Required work:
- A) Output every line of the stored data rows verbatim, omitting the pictures.
- B) Pick up the Perl question about matching "self-powering" after its last line and carry it on.

Provided passage:
[Start of Attachment]

Mike
Mike

Reputation: 1851

Why this code does not do what I mean?

$w = 'self-powering';
%h = (self => 'self',
      power => 'pauә',
      );
if ($w =~ /(\w+)-(\w+)ing$/ && $1~~%h && $2~~%h && $h{$2}=~/ә$/) {
    $p = $h{$1}.$h{$2}.'riŋ';
      print "$w:"," [","$p","] "; 
}

I expect the output to be

self-powering: selfpauәriŋ

But what I get is:

self-powering: [riŋ]

My guess is something's wrong with the code

$h{$2}=~/ә$/

It seems that when I use

$h{$2}!~/ә$/

Perl will do what I mean but why I can't get "self-powering: selfpauәriŋ"? What am I doing wrong? Any ideas?

Thanks as always for any comments/suggestions/pointers :)

[End of Attachment]

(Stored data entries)
[Start of Attachment]

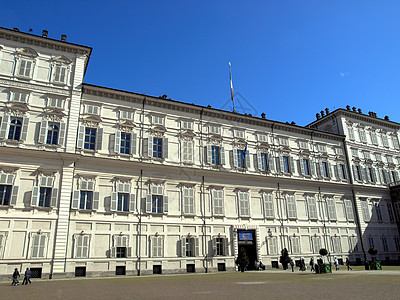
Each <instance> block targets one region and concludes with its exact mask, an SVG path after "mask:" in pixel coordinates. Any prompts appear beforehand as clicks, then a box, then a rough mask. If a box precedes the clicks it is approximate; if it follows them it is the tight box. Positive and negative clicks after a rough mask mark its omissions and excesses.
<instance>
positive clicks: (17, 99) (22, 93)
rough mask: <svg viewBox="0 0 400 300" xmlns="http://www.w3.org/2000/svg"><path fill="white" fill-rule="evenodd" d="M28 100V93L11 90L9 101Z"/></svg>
mask: <svg viewBox="0 0 400 300" xmlns="http://www.w3.org/2000/svg"><path fill="white" fill-rule="evenodd" d="M28 100H29V93H27V92H20V91H13V92H12V93H11V101H14V102H21V103H28Z"/></svg>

[End of Attachment]

Answers below:
- A)
Each <instance> block targets one region and concludes with its exact mask, an SVG path after "mask:" in pixel coordinates. Any prompts appear beforehand as clicks, then a box, then a rough mask. If a box precedes the clicks it is approximate; if it follows them it is the tight box. Positive and negative clicks after a rough mask mark its omissions and excesses.
<instance>
positive clicks: (17, 99) (22, 93)
rough mask: <svg viewBox="0 0 400 300" xmlns="http://www.w3.org/2000/svg"><path fill="white" fill-rule="evenodd" d="M28 100V93L11 90L9 101Z"/></svg>
mask: <svg viewBox="0 0 400 300" xmlns="http://www.w3.org/2000/svg"><path fill="white" fill-rule="evenodd" d="M28 100H29V93H27V92H20V91H13V92H12V93H11V101H14V102H21V103H28Z"/></svg>

- B)
Upvotes: 1

Views: 206

Answers (2)

FMc
FMc

Reputation: 42411

Are you running with use warnings enabled? That would tell you that $1 and $2 are not what you expect. Your second regex, not the first, determines the values of those variables once you enter the if block. To illustrate with a simpler example:

print $1, "\n"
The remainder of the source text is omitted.